Set problem
Extract every line of the data below that contains the string "pink". The match is case-sensitive.

Data excerpts

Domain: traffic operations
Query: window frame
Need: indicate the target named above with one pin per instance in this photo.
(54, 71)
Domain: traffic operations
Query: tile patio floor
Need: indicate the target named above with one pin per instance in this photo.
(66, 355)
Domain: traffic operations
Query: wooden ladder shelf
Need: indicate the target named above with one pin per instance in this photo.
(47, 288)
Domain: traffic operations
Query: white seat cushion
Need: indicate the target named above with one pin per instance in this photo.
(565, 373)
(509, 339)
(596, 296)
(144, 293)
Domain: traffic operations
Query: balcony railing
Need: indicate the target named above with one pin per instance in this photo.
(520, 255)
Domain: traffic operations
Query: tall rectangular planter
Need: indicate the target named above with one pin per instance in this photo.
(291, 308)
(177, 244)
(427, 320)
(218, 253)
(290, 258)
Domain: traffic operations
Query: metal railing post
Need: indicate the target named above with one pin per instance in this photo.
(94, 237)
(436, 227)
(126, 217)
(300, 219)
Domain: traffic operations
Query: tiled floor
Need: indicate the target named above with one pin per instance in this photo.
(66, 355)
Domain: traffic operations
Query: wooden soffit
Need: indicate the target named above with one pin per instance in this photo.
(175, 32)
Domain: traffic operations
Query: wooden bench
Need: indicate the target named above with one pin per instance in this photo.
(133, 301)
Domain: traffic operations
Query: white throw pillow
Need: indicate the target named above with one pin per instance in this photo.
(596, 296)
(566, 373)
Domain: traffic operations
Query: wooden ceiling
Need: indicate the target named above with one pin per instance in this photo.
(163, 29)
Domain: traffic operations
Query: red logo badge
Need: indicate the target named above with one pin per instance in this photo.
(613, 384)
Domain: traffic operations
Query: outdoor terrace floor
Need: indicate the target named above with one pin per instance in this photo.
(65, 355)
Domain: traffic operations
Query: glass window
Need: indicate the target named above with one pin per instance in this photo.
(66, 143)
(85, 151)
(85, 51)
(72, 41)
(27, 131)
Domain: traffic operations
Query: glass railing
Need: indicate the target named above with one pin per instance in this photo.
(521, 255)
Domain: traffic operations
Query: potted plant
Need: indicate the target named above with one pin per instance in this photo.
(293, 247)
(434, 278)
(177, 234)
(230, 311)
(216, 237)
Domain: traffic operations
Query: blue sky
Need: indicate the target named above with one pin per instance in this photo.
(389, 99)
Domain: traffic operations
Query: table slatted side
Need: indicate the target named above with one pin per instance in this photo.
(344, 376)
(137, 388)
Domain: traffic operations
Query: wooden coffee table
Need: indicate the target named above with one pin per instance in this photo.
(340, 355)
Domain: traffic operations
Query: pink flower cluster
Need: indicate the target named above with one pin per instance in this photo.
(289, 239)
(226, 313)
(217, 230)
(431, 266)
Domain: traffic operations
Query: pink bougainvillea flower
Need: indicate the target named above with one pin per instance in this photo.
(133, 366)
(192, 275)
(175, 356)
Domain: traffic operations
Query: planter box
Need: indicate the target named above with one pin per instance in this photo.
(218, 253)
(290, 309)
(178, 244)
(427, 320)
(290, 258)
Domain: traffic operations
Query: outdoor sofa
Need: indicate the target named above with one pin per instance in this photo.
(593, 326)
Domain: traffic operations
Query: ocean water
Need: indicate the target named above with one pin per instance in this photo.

Answer to the task
Query: pink flower cluster
Query: pink bougainvillea flower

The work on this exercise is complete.